TAREFA ESCRITA
Reproduza sem nenhuma alteração o trecho dos registros que vai da linha que contém "Target: house number 1361" até a linha que contém "(1181, 113)", incluindo as duas.

INFORMAÇÕES FORNECIDAS
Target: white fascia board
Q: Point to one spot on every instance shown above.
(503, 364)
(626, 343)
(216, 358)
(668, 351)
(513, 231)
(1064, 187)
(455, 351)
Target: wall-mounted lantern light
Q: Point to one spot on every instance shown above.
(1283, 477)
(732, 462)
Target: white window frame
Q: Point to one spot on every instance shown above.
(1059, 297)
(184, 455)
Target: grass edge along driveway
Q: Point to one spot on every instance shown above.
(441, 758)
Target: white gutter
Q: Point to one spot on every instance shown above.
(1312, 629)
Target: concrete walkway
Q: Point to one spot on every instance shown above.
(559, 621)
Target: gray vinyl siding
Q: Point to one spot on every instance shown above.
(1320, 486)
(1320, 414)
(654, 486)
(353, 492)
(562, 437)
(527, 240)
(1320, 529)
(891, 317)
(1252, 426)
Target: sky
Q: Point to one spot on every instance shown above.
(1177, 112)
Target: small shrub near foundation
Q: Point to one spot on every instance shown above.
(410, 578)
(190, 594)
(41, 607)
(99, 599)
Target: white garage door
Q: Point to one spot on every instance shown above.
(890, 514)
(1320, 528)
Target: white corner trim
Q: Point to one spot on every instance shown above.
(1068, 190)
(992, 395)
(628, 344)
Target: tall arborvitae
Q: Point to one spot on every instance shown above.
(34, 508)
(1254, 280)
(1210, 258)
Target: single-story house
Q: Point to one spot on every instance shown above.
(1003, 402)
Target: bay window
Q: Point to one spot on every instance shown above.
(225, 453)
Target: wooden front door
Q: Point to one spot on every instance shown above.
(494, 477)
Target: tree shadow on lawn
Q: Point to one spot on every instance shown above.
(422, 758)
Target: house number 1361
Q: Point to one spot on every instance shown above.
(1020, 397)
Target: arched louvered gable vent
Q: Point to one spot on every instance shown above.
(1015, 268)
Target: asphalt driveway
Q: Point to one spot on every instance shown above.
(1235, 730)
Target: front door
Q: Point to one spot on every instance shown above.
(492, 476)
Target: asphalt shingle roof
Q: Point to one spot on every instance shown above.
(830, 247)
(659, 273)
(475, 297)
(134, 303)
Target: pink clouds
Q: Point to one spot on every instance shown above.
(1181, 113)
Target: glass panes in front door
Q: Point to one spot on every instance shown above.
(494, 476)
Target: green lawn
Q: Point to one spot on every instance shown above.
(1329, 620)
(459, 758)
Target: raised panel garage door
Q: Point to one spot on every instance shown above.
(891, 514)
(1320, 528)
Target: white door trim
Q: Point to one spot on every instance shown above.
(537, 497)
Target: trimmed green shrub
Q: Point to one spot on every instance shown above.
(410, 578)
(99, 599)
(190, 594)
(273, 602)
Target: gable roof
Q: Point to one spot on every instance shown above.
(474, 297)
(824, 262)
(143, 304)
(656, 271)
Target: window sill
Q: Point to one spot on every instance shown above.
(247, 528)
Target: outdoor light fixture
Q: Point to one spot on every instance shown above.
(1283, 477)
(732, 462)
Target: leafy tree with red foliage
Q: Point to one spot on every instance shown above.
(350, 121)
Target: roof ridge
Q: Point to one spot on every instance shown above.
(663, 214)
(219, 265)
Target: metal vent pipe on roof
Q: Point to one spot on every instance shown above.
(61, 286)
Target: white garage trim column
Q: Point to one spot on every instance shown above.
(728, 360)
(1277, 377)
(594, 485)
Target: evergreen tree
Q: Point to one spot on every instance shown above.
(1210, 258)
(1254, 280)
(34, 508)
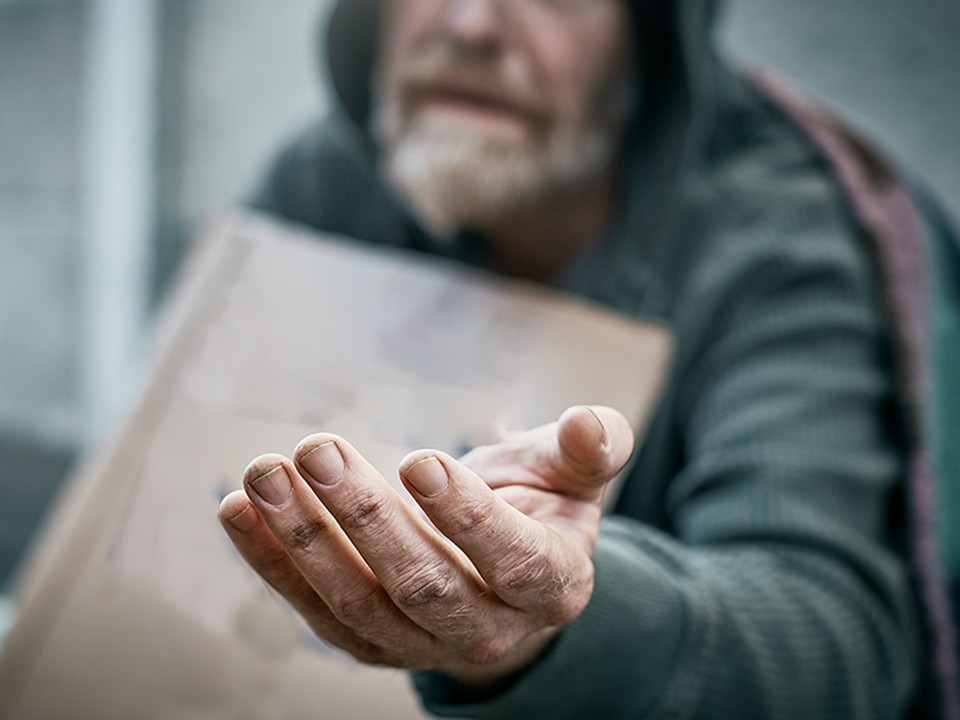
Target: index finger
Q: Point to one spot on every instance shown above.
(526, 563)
==
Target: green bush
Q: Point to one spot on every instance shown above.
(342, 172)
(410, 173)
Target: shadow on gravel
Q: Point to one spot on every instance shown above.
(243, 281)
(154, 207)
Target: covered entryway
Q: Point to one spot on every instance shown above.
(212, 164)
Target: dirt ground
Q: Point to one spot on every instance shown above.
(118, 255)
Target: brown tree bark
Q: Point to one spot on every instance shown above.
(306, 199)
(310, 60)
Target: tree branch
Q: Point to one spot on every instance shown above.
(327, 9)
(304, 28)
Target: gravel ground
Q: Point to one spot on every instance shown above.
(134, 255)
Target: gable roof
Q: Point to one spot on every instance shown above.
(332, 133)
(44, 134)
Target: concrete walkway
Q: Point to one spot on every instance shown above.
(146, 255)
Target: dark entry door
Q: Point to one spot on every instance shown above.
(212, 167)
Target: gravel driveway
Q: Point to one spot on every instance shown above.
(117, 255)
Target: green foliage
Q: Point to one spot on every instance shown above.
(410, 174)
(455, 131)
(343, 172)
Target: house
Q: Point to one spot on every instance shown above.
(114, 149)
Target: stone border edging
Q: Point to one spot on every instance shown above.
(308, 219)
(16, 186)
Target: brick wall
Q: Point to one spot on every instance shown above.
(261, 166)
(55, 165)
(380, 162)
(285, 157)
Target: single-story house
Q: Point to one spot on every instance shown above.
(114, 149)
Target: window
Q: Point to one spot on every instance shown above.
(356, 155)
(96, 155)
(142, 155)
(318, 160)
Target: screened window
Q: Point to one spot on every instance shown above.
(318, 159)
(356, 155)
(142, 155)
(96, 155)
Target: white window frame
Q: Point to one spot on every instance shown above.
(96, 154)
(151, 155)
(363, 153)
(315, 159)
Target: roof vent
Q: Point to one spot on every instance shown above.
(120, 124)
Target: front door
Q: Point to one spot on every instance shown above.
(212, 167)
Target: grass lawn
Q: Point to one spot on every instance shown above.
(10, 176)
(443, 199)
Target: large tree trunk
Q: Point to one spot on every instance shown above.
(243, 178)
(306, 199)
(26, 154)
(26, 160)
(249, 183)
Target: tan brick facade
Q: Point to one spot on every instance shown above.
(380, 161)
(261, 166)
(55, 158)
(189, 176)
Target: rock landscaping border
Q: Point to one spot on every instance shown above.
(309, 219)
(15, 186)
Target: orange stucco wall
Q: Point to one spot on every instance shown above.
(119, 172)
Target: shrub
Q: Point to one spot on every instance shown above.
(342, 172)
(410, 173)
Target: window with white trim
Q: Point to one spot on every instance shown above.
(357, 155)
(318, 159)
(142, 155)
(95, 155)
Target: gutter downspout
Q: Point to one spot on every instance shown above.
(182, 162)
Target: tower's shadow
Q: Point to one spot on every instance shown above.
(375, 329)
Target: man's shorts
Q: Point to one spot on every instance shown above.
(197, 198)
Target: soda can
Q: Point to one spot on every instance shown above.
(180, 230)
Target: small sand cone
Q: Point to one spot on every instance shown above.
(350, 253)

RESULTADO DO EXERCÍCIO
Target: house number 1361
Q: Point to one spot on every instance shown above.
(1020, 397)
Target: arched louvered gable vent
Q: Point to one spot on every instance shown above.
(1015, 268)
Target: asphalt driveway
Q: Point to one spot on every instance shown above.
(1235, 730)
Target: front door
Q: Point to one spot on every instance shown above.
(492, 476)
Target: asphalt shingle roof
Q: Point to one spot on every instance shown above.
(830, 247)
(659, 273)
(475, 297)
(134, 303)
Target: pink clouds
Q: Point to one spot on every instance shown above.
(1181, 113)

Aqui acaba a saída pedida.